Task brief -> Could you quote, exactly as they stand, the lines running from the one with "Tag the yellow warning" to the final line of the material?

Records for this exercise ->

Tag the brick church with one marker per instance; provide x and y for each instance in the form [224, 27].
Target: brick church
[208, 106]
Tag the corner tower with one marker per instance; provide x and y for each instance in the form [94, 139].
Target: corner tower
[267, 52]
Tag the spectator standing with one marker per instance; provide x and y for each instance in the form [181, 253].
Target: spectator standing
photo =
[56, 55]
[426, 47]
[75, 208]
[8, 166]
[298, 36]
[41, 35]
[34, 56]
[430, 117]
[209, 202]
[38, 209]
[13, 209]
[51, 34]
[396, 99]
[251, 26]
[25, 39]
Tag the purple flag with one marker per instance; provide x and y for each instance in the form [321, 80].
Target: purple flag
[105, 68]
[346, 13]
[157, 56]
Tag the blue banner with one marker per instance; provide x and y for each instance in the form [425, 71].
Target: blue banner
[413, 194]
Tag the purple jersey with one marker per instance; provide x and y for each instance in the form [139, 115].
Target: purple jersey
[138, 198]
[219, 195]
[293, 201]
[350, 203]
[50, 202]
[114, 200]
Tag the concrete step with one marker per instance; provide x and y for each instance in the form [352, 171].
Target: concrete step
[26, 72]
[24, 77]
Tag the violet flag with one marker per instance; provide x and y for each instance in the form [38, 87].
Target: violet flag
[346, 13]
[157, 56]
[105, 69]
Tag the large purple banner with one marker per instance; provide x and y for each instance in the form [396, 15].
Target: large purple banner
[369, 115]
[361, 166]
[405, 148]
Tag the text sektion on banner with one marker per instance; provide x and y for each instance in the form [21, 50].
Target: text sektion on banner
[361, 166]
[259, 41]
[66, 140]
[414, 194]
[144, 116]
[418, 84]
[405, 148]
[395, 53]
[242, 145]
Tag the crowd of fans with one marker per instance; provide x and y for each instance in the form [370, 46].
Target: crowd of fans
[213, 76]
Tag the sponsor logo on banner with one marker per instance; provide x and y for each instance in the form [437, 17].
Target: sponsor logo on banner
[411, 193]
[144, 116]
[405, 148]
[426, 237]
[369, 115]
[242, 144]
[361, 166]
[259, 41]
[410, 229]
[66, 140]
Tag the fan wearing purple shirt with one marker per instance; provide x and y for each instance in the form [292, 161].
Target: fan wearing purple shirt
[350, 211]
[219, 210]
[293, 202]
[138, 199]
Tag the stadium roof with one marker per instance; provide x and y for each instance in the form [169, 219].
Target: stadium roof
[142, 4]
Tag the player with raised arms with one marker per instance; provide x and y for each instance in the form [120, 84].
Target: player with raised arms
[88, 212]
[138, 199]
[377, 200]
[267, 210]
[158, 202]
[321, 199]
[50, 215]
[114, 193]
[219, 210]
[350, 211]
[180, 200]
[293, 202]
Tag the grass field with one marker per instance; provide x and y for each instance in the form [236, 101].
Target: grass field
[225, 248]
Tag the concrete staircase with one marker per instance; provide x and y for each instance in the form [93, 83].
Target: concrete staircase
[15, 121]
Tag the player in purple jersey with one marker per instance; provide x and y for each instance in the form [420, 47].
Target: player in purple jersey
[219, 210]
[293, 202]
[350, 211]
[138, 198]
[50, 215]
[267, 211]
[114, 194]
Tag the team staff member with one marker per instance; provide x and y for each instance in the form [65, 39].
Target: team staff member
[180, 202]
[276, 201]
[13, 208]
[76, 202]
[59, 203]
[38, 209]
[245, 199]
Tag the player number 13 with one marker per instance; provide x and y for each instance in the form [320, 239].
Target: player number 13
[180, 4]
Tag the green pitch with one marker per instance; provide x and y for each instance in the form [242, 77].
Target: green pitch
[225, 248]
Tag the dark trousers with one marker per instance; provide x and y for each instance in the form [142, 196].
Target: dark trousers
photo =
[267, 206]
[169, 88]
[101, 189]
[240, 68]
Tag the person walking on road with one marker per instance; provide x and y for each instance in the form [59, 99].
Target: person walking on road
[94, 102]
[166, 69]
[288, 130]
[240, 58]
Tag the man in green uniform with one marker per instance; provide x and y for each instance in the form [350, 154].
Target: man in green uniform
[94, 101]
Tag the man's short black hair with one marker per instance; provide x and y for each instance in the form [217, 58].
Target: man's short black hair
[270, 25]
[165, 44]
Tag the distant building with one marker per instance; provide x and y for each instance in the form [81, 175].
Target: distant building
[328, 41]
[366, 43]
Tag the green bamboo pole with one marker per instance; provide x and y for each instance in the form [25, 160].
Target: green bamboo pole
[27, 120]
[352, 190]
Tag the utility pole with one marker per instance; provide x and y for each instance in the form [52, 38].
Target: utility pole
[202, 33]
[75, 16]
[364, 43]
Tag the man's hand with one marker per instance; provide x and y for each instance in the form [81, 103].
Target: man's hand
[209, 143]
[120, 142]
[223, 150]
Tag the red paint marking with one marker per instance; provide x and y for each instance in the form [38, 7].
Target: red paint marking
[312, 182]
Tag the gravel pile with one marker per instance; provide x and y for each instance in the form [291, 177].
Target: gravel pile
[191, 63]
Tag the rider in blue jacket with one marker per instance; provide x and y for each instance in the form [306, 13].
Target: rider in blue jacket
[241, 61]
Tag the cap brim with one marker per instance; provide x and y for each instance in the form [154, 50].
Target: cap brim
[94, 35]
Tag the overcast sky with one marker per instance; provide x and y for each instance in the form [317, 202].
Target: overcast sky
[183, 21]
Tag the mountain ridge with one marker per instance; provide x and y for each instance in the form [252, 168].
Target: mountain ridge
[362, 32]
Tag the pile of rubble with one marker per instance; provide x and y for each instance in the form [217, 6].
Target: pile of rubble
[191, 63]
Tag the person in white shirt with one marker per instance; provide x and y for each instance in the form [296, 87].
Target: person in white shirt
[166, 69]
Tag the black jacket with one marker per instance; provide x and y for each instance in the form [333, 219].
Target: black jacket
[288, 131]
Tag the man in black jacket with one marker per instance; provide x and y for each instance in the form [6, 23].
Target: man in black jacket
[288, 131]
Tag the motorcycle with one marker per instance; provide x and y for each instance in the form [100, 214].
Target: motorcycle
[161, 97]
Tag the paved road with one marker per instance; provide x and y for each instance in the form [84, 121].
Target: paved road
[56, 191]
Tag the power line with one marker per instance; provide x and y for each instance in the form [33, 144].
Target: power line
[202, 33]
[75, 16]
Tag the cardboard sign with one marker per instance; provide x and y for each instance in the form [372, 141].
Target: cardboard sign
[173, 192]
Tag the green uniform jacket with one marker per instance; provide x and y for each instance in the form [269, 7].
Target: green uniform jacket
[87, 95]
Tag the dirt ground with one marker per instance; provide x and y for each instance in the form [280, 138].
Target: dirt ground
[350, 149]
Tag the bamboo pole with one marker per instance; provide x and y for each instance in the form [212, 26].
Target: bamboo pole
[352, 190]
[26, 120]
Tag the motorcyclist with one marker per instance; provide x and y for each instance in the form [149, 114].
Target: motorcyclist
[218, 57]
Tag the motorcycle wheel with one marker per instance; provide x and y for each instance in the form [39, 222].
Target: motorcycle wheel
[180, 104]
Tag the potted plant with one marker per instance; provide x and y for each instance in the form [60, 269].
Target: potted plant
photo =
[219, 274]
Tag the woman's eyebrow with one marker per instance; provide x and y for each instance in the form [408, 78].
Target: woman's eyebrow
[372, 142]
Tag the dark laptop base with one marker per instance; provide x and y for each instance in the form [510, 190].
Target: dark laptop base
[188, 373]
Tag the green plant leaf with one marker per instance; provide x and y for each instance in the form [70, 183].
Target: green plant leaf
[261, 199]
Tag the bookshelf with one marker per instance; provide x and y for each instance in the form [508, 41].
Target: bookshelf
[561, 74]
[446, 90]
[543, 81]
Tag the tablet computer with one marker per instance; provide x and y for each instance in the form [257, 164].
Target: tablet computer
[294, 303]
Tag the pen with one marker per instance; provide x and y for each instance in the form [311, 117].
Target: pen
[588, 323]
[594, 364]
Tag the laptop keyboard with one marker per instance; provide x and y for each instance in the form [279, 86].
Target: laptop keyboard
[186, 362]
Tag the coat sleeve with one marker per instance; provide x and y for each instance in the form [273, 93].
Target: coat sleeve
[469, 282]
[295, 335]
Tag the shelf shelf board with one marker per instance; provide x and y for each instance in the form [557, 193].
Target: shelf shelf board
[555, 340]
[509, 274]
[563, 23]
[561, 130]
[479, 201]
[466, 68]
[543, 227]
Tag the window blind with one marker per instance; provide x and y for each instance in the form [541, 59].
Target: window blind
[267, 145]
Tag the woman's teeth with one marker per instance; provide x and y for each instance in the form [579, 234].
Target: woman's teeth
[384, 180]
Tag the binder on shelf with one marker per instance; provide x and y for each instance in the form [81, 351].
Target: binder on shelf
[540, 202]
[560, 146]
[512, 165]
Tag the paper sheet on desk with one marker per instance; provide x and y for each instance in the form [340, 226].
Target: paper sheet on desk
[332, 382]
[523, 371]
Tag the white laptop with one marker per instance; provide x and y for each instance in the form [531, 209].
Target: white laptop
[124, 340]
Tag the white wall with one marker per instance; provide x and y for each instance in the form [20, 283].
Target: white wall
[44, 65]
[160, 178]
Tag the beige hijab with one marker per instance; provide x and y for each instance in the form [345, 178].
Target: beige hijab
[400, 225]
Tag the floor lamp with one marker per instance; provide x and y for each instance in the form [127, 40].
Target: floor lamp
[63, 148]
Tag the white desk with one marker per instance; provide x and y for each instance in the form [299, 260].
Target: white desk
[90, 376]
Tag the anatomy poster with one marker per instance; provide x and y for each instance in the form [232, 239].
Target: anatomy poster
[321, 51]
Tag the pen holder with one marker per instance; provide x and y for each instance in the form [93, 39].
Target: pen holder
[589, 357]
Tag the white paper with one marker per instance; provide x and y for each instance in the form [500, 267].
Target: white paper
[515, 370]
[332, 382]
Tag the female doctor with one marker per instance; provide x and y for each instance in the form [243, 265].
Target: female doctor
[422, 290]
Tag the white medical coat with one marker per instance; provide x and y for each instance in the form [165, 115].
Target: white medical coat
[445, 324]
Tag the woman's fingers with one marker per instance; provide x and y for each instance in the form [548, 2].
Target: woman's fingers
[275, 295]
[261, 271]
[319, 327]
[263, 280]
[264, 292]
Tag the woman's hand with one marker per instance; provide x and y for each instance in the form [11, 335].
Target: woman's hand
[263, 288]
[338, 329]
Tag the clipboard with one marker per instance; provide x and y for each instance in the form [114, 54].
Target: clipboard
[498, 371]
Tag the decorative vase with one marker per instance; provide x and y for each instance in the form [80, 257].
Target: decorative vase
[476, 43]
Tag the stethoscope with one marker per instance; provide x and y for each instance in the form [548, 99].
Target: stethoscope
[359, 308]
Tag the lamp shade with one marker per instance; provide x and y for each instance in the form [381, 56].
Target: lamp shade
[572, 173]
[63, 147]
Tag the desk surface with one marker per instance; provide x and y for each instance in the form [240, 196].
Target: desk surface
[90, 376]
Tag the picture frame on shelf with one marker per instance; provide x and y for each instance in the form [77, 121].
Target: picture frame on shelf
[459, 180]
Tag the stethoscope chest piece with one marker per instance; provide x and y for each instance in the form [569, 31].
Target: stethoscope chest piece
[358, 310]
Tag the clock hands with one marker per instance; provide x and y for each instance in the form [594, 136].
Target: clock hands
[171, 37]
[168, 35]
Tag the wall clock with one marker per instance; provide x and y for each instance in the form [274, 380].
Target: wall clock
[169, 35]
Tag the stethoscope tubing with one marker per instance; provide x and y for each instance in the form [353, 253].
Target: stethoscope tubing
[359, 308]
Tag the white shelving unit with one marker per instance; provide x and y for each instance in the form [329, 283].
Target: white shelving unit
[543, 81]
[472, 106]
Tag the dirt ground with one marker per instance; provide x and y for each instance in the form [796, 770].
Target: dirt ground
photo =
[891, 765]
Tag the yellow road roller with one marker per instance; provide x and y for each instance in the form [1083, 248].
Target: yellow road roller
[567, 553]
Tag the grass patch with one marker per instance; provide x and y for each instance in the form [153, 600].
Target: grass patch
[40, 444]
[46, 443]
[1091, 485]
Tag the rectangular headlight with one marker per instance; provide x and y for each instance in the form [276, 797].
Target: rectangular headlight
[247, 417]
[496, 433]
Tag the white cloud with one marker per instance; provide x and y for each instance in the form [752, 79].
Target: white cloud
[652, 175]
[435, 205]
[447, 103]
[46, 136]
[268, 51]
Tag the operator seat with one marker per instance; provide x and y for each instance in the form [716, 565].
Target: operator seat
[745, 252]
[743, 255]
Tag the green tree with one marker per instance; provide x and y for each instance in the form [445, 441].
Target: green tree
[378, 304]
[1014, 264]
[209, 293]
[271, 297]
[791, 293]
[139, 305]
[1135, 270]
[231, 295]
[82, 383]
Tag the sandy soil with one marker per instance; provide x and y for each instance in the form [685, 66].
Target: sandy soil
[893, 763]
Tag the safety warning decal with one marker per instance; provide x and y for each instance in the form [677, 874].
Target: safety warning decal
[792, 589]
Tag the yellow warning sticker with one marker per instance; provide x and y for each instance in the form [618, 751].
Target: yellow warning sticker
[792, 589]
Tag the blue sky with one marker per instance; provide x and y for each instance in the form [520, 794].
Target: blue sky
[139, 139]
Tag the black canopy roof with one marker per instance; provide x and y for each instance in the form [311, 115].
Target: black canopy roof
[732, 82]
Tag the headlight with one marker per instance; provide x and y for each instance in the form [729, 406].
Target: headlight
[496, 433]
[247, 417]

Output of the task ->
Tag the yellow warning sticker with one marker per instance; provide x and y for each instance in the form [618, 751].
Target: yellow warning sticker
[792, 589]
Tag the blue sky with one marker per instance; provide x and y for each instance in the form [520, 794].
Target: blue sky
[139, 139]
Tag the black canopy roof with one marker per instance; provide x and y for each instance in the form [311, 115].
Target: black canopy roof
[732, 82]
Tag the headlight with one marker per instance; provide x and y for each instance in the form [729, 406].
Target: headlight
[496, 433]
[247, 417]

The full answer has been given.